## DIRECTIONS
1. Using the opinion excerpt, explain why neither the grantor nor his heirs can claim any right, title or interest in an estate conveyed to a fraudulent grantee.
2. According to the opinion excerpt, when may a creditor levy upon real estate that was once held by the judgment debtor?

--- start of SOURCE EXTRACT ---

121 Mass. 476 | Mass. | 1877
The rules applicable to a levy upon real estate, the title to which was once in the judgment debtor, are not necessarily those which apply to a levy upon real estate, the title to which was never in him. In the former case, the creditor is entitled to levy upon the estate, if it has been conveyed for the purpose of delaying, defeating or defrauding creditors; and if the grantee participates in the purpose of the grantor, it is immaterial whether the conveyance is a voluntary conveyance, or whether it is for the full value of the estate. Nor is it material, to the title of the fraudulent grantee, whether any or what consideration passed between the parties. The whole legal and equitable title passes by the conveyance, so far as relates to the grantor and his heirs. Neither he nor they can claim any right, title or interest in the granted estate.

--- end of SOURCE EXTRACT ---
--- start of DATASET EXCERPTS ---

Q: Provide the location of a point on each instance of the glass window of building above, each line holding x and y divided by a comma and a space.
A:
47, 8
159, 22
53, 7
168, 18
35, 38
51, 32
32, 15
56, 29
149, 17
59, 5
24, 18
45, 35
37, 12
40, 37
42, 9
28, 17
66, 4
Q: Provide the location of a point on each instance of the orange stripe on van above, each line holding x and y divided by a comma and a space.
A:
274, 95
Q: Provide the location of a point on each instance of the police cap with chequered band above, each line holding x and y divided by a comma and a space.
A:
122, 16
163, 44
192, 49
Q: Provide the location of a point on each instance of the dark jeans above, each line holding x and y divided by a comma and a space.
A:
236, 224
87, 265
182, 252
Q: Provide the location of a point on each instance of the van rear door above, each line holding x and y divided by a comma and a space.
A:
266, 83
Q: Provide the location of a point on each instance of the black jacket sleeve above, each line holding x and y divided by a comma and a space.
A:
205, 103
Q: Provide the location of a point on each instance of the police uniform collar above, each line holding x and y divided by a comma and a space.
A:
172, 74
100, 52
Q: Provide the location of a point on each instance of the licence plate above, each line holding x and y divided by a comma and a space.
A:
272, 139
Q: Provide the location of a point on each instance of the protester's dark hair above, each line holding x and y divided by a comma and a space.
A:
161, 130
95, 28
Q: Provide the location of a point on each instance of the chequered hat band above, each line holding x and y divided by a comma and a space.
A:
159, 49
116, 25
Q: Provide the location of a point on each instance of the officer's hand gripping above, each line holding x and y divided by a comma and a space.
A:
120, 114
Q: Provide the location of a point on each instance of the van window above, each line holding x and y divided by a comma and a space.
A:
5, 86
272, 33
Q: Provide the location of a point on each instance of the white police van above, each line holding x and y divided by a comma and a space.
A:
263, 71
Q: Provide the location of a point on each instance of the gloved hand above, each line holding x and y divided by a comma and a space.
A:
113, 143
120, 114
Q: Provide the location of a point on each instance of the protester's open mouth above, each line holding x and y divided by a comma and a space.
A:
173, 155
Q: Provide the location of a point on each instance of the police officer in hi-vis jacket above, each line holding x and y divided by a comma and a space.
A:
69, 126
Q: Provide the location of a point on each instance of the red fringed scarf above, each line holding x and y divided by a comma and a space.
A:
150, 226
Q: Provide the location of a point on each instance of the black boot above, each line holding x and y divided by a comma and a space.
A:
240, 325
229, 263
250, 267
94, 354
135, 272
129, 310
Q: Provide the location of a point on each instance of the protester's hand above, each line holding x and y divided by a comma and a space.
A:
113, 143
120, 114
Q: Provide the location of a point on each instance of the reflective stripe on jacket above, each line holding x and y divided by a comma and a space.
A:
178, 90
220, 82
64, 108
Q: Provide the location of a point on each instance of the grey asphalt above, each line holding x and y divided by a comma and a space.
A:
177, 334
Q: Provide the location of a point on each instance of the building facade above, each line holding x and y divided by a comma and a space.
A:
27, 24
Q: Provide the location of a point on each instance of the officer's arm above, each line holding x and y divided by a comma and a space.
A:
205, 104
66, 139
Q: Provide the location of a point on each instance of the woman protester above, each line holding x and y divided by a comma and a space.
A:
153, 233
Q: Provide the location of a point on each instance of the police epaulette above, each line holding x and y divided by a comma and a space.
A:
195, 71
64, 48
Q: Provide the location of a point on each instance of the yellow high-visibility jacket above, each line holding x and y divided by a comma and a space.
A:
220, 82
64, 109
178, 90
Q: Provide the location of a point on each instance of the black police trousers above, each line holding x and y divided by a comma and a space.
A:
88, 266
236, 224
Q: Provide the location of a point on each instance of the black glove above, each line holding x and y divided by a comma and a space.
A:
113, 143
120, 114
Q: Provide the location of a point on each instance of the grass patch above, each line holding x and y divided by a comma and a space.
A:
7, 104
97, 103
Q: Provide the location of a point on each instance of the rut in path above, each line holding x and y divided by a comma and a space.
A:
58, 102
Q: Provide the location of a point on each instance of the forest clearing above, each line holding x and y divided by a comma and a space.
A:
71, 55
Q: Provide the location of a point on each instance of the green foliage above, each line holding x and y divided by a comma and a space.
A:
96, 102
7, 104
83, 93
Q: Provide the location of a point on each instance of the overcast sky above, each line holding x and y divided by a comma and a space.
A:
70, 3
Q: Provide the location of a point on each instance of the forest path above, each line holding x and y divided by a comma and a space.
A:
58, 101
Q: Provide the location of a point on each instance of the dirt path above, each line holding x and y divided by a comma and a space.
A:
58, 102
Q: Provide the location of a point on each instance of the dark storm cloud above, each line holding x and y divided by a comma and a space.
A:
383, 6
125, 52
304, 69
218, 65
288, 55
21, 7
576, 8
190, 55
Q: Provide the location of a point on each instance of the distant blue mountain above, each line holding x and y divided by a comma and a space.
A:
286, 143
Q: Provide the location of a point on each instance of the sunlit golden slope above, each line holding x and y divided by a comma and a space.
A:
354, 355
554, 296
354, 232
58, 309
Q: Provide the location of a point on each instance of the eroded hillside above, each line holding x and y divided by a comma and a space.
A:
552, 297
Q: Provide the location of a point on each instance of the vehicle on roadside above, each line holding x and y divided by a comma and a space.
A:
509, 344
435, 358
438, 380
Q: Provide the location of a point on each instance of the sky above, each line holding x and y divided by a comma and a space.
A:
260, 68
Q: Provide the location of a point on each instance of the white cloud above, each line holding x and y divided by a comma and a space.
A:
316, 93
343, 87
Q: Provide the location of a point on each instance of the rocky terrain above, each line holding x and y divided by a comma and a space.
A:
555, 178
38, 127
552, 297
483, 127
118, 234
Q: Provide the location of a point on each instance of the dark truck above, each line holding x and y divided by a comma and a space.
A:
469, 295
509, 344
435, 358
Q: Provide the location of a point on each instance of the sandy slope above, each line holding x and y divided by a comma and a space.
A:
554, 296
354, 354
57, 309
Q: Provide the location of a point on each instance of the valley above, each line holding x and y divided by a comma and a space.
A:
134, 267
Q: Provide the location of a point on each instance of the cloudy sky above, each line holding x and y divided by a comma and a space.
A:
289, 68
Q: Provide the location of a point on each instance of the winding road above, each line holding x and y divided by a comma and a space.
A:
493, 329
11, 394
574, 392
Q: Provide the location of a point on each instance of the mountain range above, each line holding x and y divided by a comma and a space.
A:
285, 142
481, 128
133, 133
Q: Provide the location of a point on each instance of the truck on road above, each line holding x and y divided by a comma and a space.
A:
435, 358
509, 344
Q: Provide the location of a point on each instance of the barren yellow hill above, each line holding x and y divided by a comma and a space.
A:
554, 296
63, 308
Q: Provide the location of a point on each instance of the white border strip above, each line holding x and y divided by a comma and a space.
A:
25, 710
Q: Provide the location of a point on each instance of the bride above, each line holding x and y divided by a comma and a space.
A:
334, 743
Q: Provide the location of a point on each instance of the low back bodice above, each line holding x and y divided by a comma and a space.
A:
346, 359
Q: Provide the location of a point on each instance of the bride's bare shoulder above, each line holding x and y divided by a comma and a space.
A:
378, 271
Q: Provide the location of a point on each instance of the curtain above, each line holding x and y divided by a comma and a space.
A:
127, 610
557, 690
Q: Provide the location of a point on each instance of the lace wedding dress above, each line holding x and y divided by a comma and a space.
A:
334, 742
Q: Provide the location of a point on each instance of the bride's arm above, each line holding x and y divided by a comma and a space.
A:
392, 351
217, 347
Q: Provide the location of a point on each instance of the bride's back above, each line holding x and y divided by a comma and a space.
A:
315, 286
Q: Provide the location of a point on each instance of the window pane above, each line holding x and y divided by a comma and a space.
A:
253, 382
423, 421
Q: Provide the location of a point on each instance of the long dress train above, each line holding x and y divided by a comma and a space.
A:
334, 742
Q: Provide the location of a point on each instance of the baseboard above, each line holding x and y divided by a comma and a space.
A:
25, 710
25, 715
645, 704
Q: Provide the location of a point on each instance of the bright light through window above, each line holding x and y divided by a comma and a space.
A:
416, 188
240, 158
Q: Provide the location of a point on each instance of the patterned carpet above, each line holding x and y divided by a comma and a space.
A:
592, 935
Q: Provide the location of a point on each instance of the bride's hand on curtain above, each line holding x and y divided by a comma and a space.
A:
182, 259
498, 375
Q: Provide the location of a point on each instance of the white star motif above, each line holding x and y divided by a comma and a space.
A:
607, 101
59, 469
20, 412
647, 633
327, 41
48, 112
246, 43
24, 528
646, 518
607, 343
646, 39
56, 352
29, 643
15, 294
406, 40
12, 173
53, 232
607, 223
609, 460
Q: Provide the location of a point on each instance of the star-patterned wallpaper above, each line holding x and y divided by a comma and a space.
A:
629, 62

--- end of DATASET EXCERPTS ---
--- start of DATASET EXCERPTS ---

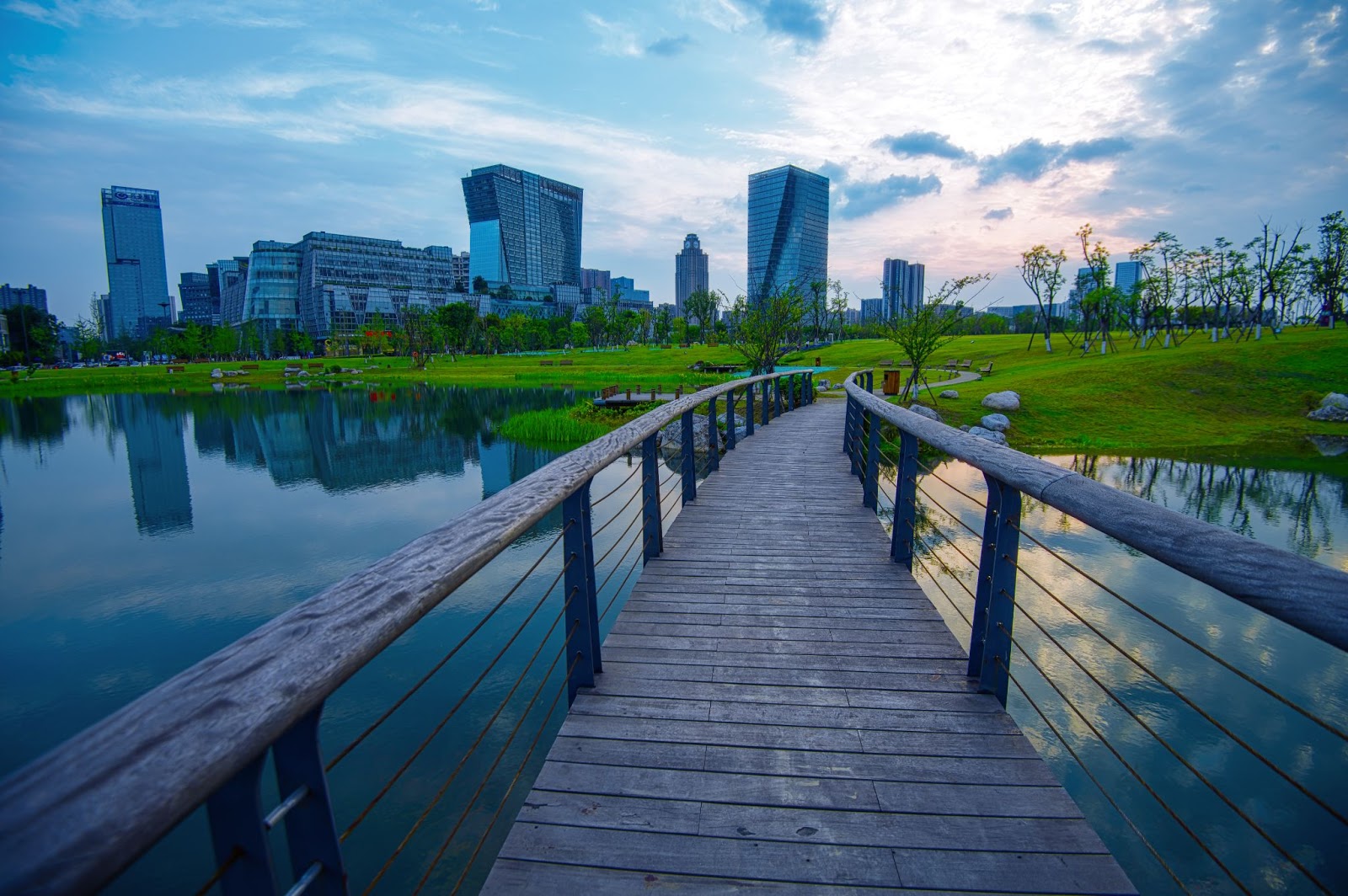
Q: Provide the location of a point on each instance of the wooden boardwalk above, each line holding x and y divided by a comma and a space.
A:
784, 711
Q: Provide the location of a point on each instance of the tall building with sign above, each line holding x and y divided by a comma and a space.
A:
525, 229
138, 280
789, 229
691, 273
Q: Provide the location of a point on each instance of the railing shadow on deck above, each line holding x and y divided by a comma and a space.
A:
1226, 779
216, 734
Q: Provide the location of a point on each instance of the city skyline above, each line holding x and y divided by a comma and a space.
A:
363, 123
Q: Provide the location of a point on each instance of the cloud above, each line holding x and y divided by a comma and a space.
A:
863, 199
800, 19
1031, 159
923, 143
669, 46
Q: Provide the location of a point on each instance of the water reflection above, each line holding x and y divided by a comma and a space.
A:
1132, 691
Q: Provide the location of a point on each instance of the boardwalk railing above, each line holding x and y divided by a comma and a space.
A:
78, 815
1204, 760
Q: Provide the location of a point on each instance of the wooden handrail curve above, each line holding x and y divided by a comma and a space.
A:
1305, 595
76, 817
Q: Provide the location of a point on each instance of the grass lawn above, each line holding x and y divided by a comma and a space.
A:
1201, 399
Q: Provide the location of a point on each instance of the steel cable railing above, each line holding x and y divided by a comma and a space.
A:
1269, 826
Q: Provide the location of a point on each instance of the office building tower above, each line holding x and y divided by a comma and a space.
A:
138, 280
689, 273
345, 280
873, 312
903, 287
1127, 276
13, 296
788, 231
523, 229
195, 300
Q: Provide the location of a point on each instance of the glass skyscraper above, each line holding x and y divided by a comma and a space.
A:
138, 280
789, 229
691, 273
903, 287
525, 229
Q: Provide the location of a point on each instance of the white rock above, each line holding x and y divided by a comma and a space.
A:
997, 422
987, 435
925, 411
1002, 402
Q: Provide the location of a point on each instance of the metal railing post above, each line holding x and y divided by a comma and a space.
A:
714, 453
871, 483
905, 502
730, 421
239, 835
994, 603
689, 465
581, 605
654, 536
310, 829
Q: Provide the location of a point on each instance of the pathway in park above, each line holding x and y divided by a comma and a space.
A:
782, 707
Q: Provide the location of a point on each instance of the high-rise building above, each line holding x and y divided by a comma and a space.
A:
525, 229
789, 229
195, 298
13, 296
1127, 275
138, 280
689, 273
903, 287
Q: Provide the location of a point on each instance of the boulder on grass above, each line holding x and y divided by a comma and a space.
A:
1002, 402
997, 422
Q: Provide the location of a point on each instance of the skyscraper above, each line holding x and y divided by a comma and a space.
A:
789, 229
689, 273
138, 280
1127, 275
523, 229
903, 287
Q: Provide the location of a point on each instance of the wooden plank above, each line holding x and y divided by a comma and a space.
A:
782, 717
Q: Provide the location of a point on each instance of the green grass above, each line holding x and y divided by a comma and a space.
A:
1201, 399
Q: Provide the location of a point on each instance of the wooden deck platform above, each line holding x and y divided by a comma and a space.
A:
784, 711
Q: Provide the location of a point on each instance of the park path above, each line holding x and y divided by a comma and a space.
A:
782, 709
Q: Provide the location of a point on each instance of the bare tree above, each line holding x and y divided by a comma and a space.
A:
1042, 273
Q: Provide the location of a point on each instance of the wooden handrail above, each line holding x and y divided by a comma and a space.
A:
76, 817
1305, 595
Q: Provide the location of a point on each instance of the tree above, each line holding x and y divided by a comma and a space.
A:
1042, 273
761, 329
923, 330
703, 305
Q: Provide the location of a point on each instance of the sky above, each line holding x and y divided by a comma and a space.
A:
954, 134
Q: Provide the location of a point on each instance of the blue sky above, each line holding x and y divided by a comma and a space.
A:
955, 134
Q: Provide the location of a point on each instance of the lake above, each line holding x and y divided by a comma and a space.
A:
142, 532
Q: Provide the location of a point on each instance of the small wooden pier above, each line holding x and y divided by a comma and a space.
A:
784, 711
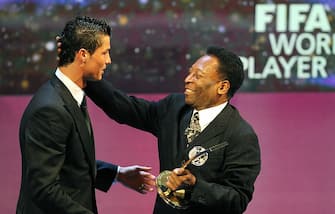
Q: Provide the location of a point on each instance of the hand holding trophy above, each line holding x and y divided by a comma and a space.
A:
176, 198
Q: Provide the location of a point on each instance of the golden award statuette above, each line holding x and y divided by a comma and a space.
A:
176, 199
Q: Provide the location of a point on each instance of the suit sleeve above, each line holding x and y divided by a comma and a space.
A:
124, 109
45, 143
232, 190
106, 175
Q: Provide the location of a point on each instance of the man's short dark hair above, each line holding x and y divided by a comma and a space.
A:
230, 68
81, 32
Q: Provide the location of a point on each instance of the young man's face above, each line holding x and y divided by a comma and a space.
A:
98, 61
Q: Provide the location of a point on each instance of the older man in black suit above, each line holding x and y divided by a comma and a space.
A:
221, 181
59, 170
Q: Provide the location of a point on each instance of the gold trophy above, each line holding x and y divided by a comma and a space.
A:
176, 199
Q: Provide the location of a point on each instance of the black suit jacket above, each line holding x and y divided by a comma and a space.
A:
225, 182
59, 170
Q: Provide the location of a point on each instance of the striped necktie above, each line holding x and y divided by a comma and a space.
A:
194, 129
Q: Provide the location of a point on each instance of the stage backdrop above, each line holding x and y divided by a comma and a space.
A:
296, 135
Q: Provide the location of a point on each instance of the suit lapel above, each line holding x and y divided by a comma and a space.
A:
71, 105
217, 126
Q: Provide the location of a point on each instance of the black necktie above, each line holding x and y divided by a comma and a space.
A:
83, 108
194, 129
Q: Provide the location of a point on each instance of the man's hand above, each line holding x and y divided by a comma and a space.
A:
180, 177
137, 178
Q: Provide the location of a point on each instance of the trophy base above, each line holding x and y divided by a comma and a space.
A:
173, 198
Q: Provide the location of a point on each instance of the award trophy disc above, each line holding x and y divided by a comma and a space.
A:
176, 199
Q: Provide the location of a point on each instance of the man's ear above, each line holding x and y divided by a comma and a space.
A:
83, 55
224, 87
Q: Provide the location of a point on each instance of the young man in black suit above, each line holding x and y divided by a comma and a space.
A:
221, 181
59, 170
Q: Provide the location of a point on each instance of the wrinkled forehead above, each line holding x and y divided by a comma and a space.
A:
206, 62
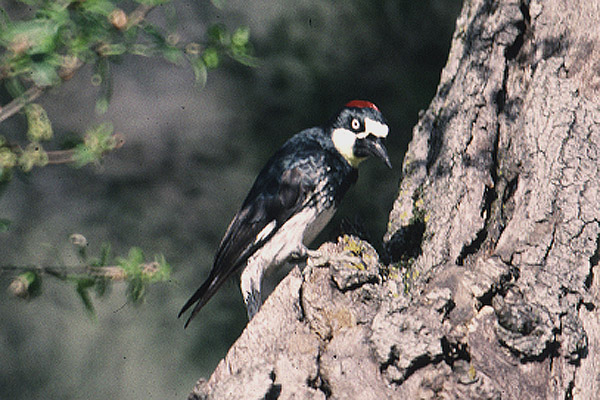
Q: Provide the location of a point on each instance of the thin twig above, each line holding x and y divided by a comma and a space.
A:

--- end of DATASET EXCERPTS ---

## SOLVED TASKS
1. The conveyance passes the whole legal and equitable title, as far as the grantor and his heirs are concerned. Nothing remains for them to claim.

2. The creditor may levy when the estate has been conveyed for the purpose of delaying, defeating or defrauding creditors.